### SOURCE
***
The problem with Michael so far this season is that he’s already succeeded in destroying his version of Lucifer, and destroying his own Earth in the process. It’s a fait accompli in his world, but as soon as he stumbled across the rift and learned of another world where he’d failed in the past, he’s been rejuvenated with fresh purpose. It seems almost compulsive for him-- Find World, Destroy World. It’s like his Prime Objective, and he’s incapable of NOT living up to that destiny. It doesn’t make him a Big Bad, just based on that alone, but it does give viewers the ol’ raised eyebrow of suspicion, just based on Michael’s past history.
Not to mention, Lucifer’s pointed out several times that like Asmodeus who seems “weirdly strong” (and yes I keep harping on that phrase because the Plum Sisters were also “weirdly strong” in 13.12, and for Yockey to write such terribly awkward dialogue there HAS to be a purpose, aside from gently mocking standard Bucklemming dialogue), AU Michael is more powerful than the version that the Winchesters (including Cas) helped defeat in 5.22.
The fact that Lucifer keeps insisting that Michael is so powerful, that Michael always gets his way, for those of us actually WATCHING the show, that’s just… blatantly false. The one thing Michael wanted most back in s5 was for Dean Winchester to say yes to him. It’s the one thing he never got. Because Dean’s will proved stronger than Michael’s sense of destiny and obedience. Back in 5.22, Michael rendered himself irrelevant when TFW “ripped up the ending.” The AU where this version of Michael is from never had the Winchesters to contend with, and so has never had to confront the true power of Free Will. Honestly? With TFW 2.0 resurrected from the ashes, how big of a threat does AU Michael truly pose? Because from OUTSIDE the story? No matter how “weirdly strong” that Michael is, it looks more like he and Lucifer are playing out the same pantomime they did back in s5, with just as much chance of actual success as they’d had back then.
***
### DATA PROVIDED
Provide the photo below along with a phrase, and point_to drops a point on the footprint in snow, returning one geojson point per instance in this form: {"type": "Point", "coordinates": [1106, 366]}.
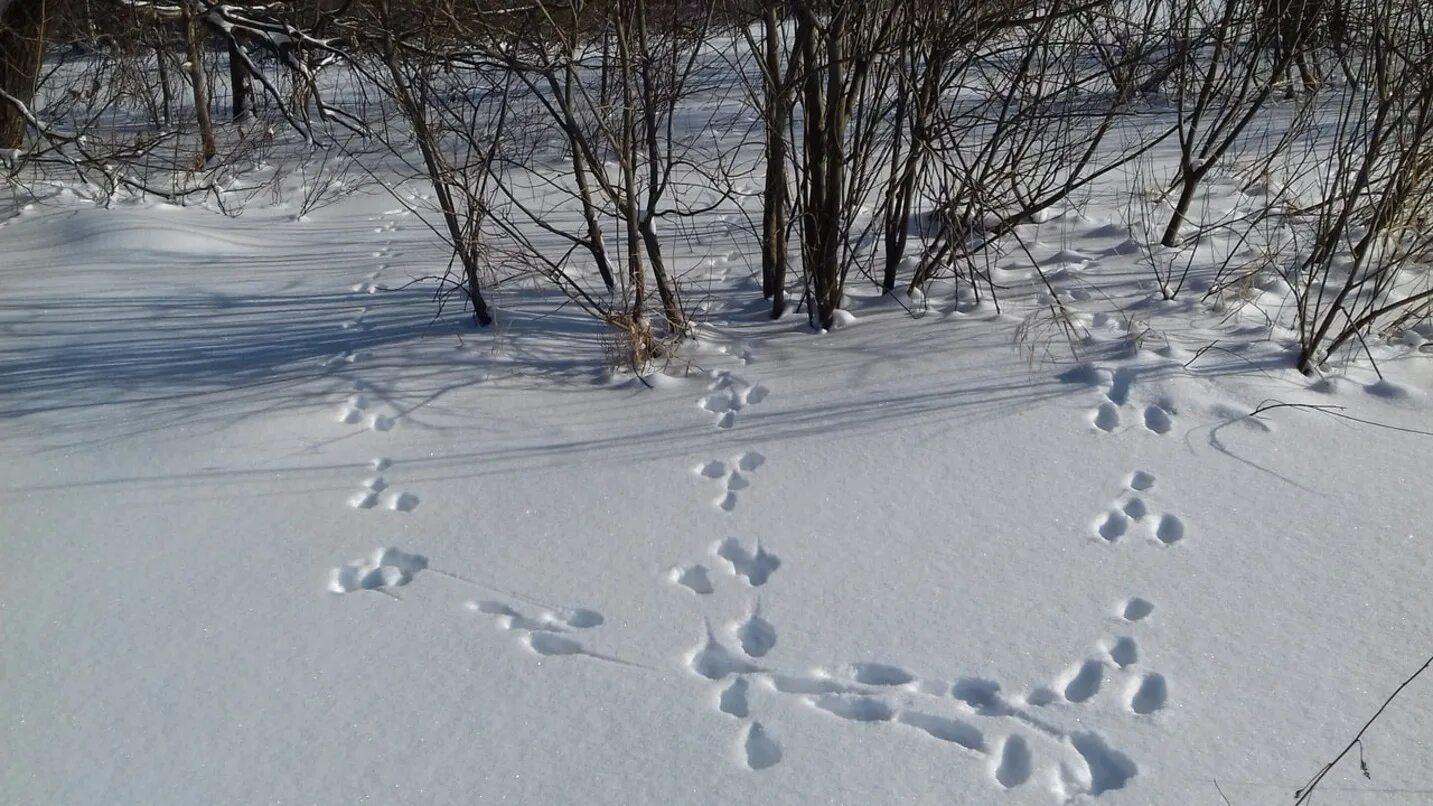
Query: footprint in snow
***
Retype the passage above about AU Michael and Lucifer word for word, from beginning to end.

### TASK ANSWER
The problem with Michael so far this season is that he’s already succeeded in destroying his version of Lucifer, and destroying his own Earth in the process. It’s a fait accompli in his world, but as soon as he stumbled across the rift and learned of another world where he’d failed in the past, he’s been rejuvenated with fresh purpose. It seems almost compulsive for him-- Find World, Destroy World. It’s like his Prime Objective, and he’s incapable of NOT living up to that destiny. It doesn’t make him a Big Bad, just based on that alone, but it does give viewers the ol’ raised eyebrow of suspicion, just based on Michael’s past history.
Not to mention, Lucifer’s pointed out several times that like Asmodeus who seems “weirdly strong” (and yes I keep harping on that phrase because the Plum Sisters were also “weirdly strong” in 13.12, and for Yockey to write such terribly awkward dialogue there HAS to be a purpose, aside from gently mocking standard Bucklemming dialogue), AU Michael is more powerful than the version that the Winchesters (including Cas) helped defeat in 5.22.
The fact that Lucifer keeps insisting that Michael is so powerful, that Michael always gets his way, for those of us actually WATCHING the show, that’s just… blatantly false. The one thing Michael wanted most back in s5 was for Dean Winchester to say yes to him. It’s the one thing he never got. Because Dean’s will proved stronger than Michael’s sense of destiny and obedience. Back in 5.22, Michael rendered himself irrelevant when TFW “ripped up the ending.” The AU where this version of Michael is from never had the Winchesters to contend with, and so has never had to confront the true power of Free Will. Honestly? With TFW 2.0 resurrected from the ashes, how big of a threat does AU Michael truly pose? Because from OUTSIDE the story? No matter how “weirdly strong” that Michael is, it looks more like he and Lucifer are playing out the same pantomime they did back in s5, with just as much chance of actual success as they’d had back then.